---- SUPPLIED TEXT

WL: How strong is the membership base? Is there a future for PhRMA in biotech and are you working to address the impact of defections like Roche?
JC: All of our member companies are active in biotech, so we position ourselves as a biopharmaceutical organization. Our membership base is strong—we have more members today than at any point in our history. To keep our members, the board has to feel engaged. One way I am doing that is to emphasize that board meetings be reserved for making decisions on strategic issues. We avoid procedural matters—they can be resolved by reading a paper in advance.
WL: What other issues will PhRMA be focusing on this year?
JC: Chronic disease is an overarching priority. We have a number of broad program initiatives under way that involve outreach to other stakeholders. It's a major effort for us. In light of our renewed focus on regulatory issues, we will be spending time on the PDUFA reauthorization process. Regarding the Obama Administration's Affordable Care Act, we want to see improvements, the most important of which is repealing the Independent Payment Advisory Board to control Medicare costs, outside the purview of the legislative process. In addition, we face yet another year of debate on patent law reform. The outcome is crucial to our members, which account for about two-thirds of all the patents held in the US life sciences sector.
WL: What does Sanofi-Aventis CEO Chris Viehbacher intend to achieve in his current term as PhRMA Chair?
JC: Putting PhRMA in the center of the discussion on managing chronic disease is important to him—it should be embedded in all that we do. The other issue he is keen on is promoting awareness of the economic presence we have and our industry's contribution to global competiveness through innovation. His message is that we have to be less shy about that contribution, particularly in documenting the "multiplier effect" from industry investment in research.
WL: Looking ahead two or three years, how will you define your success?
JC: I intend to evidence progress in two areas. First, that we have an effective organization working seamlessly toward the specific objectives defined by the board and our member companies—and that I can produce clear metrics to demonstrate we have met those objectives. The second goal is to move the debate on medicines and healthcare in a different direction. To take it away from the politics of scarcity to a position that shows people understand, value, and are willing to reward the innovative process.

--------

EXPLORE THE MATERIAL:
a) In the PhRMA interview, what share of all patents held in the US life sciences sector do the organization's members account for?
b) Reproduce the passage of the PhRMA interview from "JC: I intend" up to and including "the innovative process.".

---- PROVIDED MATERIAL

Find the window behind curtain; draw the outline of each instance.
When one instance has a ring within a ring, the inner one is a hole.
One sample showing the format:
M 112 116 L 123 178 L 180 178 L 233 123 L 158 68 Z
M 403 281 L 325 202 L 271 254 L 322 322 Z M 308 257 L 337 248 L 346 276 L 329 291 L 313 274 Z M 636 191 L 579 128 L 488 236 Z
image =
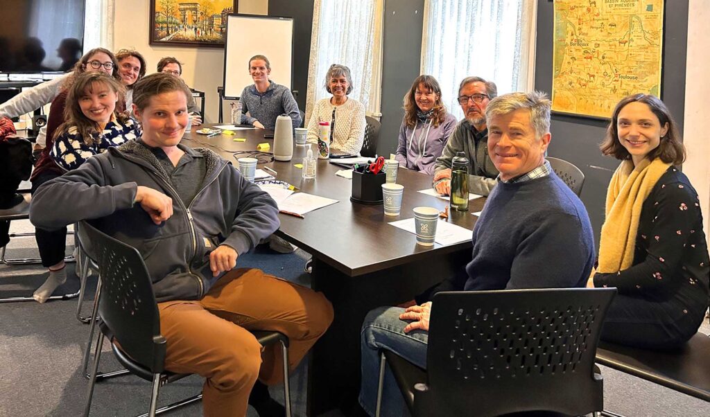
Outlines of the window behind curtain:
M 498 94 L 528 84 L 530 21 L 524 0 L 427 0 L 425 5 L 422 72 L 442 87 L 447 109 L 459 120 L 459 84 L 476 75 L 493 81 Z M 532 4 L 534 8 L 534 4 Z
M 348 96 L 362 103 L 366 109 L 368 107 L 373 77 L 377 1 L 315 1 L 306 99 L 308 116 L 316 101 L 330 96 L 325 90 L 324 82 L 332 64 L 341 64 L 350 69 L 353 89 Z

--------
---- PROVIDED MATERIAL

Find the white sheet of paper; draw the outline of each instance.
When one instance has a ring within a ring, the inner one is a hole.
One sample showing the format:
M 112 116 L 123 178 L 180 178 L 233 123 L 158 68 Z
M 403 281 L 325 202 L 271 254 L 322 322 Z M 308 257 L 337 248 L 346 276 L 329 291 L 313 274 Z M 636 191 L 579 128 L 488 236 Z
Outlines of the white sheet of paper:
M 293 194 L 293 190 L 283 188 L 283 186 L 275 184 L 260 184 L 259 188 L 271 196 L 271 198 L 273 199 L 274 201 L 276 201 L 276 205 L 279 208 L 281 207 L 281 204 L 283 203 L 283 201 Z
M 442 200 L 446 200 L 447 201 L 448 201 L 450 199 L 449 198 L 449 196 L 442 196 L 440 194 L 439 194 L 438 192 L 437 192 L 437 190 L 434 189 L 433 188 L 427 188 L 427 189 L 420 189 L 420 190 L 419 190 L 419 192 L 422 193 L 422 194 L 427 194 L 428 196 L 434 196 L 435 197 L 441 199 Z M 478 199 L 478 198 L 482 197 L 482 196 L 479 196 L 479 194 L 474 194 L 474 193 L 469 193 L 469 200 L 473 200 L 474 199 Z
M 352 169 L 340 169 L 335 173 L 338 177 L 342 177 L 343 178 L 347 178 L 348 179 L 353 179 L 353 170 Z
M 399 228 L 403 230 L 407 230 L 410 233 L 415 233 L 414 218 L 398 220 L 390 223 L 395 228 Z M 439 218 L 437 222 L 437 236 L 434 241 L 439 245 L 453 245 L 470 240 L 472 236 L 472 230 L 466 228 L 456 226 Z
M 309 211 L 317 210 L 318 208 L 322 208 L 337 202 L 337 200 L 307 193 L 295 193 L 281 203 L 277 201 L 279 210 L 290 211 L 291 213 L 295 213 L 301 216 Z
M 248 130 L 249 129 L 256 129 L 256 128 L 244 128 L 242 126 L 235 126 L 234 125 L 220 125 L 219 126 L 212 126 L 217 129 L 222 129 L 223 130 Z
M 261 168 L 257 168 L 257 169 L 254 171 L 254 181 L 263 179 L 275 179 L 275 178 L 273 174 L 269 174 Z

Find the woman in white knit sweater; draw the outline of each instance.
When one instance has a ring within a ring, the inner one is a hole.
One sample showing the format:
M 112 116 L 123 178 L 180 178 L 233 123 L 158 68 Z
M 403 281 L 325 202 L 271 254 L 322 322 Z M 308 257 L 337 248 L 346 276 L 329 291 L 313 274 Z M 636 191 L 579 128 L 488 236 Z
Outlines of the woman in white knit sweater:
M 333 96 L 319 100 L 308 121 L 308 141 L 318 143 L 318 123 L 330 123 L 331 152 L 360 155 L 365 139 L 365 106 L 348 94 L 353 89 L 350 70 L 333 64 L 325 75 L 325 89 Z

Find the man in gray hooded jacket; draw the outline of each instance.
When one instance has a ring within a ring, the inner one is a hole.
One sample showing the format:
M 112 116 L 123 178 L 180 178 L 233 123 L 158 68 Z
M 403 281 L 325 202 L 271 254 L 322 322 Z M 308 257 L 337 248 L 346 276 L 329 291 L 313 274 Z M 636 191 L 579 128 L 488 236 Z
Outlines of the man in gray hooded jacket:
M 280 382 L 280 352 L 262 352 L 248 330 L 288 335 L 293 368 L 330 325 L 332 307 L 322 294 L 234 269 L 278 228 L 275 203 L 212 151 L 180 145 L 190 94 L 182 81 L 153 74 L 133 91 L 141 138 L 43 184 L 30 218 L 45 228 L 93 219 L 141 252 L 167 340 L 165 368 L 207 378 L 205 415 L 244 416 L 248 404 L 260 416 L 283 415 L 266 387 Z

--------
---- PROVIDED MATERIAL

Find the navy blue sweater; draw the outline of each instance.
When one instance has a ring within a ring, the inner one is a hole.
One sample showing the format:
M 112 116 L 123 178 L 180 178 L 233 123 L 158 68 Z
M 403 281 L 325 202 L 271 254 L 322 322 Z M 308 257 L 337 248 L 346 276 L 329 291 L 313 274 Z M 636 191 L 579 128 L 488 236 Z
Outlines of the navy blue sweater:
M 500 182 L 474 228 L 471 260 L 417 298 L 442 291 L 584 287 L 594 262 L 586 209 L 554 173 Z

--------

EXPECTED RESPONSES:
a) About two-thirds.

b)
JC: I intend to evidence progress in two areas. First, that we have an effective organization working seamlessly toward the specific objectives defined by the board and our member companies—and that I can produce clear metrics to demonstrate we have met those objectives. The second goal is to move the debate on medicines and healthcare in a different direction. To take it away from the politics of scarcity to a position that shows people understand, value, and are willing to reward the innovative process.